_Task to carry out_
Copy out the lines below, starting with the first one and ending with the line containing "pixel 130 118", both included. Omit the pictures from your copy.

>>>>>

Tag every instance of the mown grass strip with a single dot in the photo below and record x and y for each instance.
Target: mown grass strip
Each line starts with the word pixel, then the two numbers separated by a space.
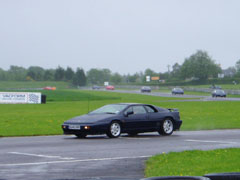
pixel 193 163
pixel 46 119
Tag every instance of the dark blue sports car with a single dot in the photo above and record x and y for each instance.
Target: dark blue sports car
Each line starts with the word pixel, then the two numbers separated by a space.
pixel 130 118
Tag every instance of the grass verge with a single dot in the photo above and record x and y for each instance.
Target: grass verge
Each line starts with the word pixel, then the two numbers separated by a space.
pixel 46 119
pixel 194 163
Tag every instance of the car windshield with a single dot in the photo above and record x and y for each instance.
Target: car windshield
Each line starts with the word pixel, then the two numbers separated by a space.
pixel 219 91
pixel 109 109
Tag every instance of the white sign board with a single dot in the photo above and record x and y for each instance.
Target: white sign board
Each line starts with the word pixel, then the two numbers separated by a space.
pixel 148 78
pixel 20 98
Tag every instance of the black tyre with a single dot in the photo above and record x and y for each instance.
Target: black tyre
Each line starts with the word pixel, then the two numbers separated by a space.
pixel 177 178
pixel 224 176
pixel 166 127
pixel 82 135
pixel 114 130
pixel 132 134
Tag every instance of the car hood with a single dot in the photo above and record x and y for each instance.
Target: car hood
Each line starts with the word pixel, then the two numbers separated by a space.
pixel 90 118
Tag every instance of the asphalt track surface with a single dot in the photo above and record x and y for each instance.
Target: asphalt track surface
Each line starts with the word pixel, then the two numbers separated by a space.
pixel 98 157
pixel 185 97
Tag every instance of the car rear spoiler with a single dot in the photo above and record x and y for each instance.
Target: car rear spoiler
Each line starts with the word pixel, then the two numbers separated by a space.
pixel 173 109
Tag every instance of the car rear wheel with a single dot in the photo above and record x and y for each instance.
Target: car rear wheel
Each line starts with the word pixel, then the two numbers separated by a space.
pixel 166 127
pixel 82 135
pixel 114 130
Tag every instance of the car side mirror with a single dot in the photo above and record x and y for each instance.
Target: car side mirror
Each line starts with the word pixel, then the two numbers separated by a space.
pixel 128 113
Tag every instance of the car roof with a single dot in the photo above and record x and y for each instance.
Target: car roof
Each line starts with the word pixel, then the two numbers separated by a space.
pixel 131 104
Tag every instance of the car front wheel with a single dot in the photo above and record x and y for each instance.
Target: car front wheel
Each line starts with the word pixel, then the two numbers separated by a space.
pixel 82 135
pixel 166 127
pixel 114 130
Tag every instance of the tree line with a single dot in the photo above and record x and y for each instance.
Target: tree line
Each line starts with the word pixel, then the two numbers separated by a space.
pixel 199 66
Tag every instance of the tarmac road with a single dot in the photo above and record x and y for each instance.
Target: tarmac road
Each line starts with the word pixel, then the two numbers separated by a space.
pixel 98 157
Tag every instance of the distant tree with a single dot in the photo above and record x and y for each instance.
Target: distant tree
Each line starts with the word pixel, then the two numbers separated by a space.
pixel 17 73
pixel 69 73
pixel 49 75
pixel 59 74
pixel 116 78
pixel 199 65
pixel 176 71
pixel 149 72
pixel 3 75
pixel 36 73
pixel 106 74
pixel 98 76
pixel 79 78
pixel 237 65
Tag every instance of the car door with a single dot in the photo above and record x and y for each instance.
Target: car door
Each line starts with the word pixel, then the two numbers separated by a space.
pixel 137 120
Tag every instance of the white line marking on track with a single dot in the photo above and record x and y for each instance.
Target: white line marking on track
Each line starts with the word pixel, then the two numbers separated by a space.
pixel 73 161
pixel 40 155
pixel 204 141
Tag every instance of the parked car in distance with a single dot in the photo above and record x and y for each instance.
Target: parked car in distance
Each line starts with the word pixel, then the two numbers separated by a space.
pixel 177 91
pixel 131 118
pixel 95 87
pixel 219 93
pixel 146 89
pixel 109 87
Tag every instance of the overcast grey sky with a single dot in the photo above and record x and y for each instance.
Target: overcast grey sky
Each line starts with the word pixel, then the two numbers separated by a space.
pixel 125 36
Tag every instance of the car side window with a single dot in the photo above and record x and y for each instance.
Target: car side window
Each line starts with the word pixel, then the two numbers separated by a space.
pixel 129 110
pixel 150 109
pixel 139 110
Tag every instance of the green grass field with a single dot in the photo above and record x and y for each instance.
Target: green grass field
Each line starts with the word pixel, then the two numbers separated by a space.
pixel 194 163
pixel 46 119
pixel 8 85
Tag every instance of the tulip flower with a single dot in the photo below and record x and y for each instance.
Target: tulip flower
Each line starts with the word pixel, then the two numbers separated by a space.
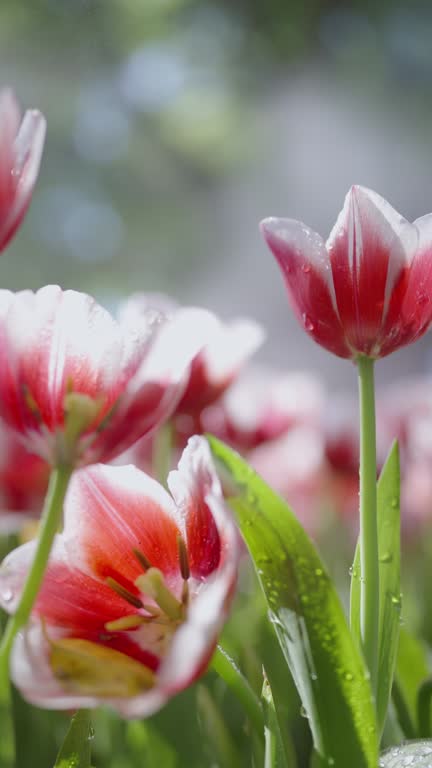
pixel 136 591
pixel 21 146
pixel 363 294
pixel 262 405
pixel 80 387
pixel 217 364
pixel 367 290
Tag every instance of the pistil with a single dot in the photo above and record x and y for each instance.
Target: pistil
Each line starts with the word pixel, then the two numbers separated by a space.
pixel 152 583
pixel 124 593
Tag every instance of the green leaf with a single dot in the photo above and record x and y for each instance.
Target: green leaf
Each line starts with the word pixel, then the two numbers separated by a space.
pixel 414 753
pixel 411 671
pixel 307 614
pixel 147 747
pixel 75 750
pixel 388 511
pixel 279 752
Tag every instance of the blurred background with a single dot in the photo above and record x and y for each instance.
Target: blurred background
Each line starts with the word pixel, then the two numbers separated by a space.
pixel 174 126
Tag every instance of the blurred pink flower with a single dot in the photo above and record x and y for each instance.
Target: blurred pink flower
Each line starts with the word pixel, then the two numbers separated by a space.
pixel 23 481
pixel 294 466
pixel 367 290
pixel 136 591
pixel 217 364
pixel 80 387
pixel 263 404
pixel 21 148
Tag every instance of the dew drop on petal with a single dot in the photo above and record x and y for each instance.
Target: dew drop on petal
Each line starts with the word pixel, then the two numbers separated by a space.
pixel 307 322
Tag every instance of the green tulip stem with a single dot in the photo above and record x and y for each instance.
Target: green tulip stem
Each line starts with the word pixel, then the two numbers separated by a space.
pixel 369 563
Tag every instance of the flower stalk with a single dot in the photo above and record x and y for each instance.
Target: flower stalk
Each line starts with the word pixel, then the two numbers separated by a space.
pixel 369 562
pixel 50 523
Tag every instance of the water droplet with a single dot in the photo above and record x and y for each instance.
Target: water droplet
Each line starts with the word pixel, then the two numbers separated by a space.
pixel 387 557
pixel 307 322
pixel 265 560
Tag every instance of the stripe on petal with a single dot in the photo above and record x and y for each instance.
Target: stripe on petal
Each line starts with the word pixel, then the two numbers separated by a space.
pixel 109 512
pixel 305 265
pixel 370 248
pixel 191 486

<<<<<

_Solution_
Tag every instance of the mown grass strip with a single dot in the photo below and record x and y for each instance.
Target: mown grass strip
Each line starts with the word pixel, then the two numbers separated by a space.
pixel 193 163
pixel 46 119
Tag every instance of the dark blue sports car with a single dot in the photo above and record x and y for each instance.
Target: dark blue sports car
Each line starts with the word pixel, then the two numbers separated by a space.
pixel 130 118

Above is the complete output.